_Exercise brief_
Find each line in the data below that contains the word "sink" and copy those lines out.

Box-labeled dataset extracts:

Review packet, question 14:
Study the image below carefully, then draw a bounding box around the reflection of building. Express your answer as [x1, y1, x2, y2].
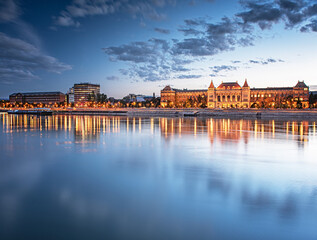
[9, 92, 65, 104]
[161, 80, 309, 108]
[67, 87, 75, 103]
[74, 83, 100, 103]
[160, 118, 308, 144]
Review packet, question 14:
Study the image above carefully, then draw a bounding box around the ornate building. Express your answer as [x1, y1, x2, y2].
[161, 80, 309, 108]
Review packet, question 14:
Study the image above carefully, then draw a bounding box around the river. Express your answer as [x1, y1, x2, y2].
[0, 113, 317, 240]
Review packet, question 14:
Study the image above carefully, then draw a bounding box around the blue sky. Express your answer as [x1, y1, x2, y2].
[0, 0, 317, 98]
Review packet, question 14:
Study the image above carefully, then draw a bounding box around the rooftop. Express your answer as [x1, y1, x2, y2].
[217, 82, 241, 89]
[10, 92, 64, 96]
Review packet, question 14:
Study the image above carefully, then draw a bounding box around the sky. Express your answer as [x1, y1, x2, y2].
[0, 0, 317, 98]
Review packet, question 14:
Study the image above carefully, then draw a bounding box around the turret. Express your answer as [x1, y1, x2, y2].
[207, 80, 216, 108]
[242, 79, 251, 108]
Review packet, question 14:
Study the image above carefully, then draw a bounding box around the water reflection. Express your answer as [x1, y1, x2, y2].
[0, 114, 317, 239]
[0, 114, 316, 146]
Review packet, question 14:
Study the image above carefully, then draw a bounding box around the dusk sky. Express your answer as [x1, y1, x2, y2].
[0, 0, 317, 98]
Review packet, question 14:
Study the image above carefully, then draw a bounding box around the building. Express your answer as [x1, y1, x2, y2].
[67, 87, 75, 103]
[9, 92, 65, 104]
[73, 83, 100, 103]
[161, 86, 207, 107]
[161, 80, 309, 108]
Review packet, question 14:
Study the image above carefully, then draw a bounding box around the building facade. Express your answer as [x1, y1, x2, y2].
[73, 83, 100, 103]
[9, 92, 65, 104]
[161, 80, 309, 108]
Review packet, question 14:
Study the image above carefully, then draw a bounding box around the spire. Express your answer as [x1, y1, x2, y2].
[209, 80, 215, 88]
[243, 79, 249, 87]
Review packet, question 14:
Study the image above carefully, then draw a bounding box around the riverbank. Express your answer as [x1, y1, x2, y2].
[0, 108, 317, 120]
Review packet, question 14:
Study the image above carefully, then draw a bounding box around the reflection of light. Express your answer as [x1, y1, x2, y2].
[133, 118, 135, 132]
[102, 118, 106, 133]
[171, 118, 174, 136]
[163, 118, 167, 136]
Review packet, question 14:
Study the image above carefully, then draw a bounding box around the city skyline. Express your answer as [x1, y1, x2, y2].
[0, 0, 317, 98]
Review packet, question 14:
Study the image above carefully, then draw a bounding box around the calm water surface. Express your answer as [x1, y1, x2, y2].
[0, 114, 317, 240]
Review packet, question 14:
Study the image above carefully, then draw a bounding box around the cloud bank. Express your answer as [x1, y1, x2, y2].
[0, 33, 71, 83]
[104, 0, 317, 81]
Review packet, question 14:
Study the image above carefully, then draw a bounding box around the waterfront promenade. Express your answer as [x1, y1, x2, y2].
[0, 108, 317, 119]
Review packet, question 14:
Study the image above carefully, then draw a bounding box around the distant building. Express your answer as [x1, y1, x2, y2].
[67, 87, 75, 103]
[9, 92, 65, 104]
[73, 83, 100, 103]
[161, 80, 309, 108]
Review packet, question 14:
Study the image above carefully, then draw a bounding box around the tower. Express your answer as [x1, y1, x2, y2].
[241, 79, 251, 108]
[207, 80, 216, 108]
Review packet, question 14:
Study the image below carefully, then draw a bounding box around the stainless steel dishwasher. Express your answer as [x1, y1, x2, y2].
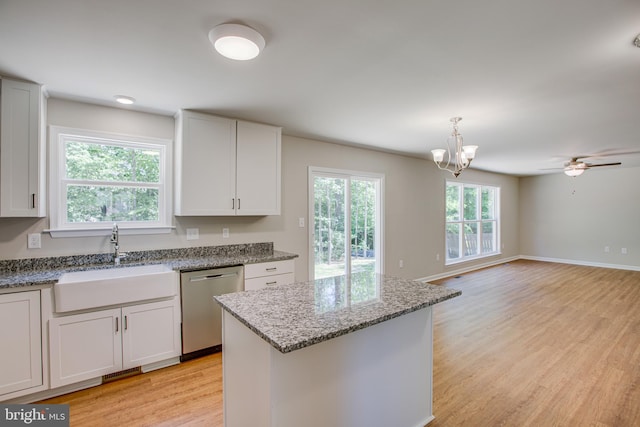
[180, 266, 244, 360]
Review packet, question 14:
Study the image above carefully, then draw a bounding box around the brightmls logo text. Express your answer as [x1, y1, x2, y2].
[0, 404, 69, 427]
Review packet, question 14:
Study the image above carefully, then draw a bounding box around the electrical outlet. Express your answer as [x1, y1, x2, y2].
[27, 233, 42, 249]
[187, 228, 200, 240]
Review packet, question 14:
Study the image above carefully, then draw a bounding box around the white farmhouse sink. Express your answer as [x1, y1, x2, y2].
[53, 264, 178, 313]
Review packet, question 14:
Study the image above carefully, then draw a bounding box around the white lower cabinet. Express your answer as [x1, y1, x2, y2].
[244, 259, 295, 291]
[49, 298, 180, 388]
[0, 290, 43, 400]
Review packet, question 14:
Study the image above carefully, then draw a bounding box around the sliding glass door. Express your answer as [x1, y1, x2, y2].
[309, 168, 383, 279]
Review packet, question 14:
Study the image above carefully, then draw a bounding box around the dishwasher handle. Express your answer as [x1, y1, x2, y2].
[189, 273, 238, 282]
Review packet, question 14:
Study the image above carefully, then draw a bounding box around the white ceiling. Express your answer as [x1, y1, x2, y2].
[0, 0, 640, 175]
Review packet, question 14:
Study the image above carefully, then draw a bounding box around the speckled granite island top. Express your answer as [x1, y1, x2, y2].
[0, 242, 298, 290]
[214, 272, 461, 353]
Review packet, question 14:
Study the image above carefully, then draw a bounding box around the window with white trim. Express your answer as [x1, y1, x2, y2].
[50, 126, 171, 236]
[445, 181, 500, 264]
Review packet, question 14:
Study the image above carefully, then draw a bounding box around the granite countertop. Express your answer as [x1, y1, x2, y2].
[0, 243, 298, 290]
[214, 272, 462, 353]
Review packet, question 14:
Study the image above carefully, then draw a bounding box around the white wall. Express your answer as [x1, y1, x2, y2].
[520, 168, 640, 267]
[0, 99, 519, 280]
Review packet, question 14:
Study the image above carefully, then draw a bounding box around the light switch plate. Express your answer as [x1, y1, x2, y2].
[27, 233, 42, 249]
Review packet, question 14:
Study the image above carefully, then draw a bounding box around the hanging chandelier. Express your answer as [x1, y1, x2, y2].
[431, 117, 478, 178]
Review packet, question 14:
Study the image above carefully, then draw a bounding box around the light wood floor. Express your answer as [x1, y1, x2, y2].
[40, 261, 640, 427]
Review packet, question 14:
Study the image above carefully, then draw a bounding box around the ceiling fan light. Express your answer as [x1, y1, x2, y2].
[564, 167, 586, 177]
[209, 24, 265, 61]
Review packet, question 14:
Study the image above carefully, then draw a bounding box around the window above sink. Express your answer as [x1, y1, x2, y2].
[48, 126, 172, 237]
--
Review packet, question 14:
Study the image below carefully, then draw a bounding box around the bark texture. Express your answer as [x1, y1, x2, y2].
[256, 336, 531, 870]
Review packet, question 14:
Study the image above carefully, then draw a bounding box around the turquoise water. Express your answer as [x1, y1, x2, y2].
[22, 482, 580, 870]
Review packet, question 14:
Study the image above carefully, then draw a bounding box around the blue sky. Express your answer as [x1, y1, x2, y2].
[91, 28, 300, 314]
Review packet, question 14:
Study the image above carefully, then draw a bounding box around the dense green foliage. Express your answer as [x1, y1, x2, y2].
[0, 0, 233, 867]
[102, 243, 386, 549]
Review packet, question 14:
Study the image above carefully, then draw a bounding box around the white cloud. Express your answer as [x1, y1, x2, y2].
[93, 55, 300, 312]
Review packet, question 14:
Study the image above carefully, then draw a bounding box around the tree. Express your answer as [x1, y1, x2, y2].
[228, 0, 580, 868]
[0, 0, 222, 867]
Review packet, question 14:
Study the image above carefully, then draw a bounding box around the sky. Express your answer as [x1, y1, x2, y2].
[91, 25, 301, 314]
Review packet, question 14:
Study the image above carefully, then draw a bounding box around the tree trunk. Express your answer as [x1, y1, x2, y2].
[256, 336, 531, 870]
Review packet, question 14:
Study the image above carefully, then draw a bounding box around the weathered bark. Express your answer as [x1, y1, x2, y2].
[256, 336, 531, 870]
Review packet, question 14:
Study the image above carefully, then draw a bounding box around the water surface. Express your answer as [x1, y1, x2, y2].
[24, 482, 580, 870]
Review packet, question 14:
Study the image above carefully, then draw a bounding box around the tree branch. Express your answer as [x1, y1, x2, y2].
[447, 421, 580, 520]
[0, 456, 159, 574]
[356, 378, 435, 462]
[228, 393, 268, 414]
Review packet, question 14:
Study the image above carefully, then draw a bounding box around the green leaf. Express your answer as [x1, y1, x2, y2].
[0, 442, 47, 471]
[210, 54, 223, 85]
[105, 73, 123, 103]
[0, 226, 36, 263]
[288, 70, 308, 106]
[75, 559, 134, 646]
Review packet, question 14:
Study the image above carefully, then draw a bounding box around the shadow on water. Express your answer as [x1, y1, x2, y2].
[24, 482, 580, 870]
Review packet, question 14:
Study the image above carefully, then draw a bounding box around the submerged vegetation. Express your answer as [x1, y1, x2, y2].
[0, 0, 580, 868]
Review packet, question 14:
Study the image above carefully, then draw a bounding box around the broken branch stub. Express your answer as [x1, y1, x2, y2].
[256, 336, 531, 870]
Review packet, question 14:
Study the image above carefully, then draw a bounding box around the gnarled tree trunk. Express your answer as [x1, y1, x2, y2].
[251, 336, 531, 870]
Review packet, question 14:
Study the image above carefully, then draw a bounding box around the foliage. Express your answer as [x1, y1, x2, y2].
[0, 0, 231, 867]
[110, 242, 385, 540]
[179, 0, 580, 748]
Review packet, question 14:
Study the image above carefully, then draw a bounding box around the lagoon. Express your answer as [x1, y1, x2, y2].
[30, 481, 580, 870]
---
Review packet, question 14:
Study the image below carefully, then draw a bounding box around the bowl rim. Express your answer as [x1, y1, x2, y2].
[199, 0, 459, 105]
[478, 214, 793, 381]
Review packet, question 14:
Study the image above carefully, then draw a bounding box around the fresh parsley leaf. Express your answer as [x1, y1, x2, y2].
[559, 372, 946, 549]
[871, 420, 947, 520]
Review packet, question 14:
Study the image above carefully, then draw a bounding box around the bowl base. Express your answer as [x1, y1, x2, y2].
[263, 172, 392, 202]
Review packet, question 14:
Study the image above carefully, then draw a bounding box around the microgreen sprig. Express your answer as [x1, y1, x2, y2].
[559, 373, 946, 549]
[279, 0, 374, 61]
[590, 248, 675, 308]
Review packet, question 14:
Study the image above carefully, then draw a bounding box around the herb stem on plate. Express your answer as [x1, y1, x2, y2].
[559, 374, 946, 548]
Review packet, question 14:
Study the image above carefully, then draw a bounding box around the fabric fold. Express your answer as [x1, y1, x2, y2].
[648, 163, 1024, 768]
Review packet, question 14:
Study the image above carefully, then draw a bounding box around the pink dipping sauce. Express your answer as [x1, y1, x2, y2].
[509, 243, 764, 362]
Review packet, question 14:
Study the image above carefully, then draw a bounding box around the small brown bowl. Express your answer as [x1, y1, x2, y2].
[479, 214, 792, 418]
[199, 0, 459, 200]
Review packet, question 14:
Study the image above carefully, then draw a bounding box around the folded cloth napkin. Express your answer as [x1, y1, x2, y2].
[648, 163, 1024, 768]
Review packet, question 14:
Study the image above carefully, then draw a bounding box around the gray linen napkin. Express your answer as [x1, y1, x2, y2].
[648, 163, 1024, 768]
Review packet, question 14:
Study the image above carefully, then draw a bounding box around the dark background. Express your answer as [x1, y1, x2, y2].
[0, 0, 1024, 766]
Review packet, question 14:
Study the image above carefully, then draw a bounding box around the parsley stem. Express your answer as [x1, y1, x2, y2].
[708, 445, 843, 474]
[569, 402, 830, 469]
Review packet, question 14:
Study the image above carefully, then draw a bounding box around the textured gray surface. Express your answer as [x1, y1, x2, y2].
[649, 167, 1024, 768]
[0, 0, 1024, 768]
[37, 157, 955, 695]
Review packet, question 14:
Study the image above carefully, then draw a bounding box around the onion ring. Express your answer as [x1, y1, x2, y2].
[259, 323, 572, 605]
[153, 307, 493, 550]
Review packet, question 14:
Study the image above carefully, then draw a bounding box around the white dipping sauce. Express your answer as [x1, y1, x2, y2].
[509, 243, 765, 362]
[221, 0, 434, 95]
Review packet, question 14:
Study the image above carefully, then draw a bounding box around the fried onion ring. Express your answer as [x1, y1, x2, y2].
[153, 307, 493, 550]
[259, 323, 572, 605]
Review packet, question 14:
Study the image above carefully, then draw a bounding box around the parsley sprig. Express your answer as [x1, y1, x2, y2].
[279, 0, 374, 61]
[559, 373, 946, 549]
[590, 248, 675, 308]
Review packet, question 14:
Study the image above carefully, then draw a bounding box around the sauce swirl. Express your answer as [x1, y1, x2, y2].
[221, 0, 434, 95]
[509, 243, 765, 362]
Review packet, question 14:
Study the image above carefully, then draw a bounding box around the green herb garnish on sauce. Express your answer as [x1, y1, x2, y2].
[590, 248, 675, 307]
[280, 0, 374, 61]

_Written answer_
Study the image above carefully, then draw a bounding box around the white farmhouse sink. Express your answer as [x1, y1, x2, y2].
Study the image above carefully, then draw a bounding box around the window above sink. Express your answer as [x1, y1, x2, y2].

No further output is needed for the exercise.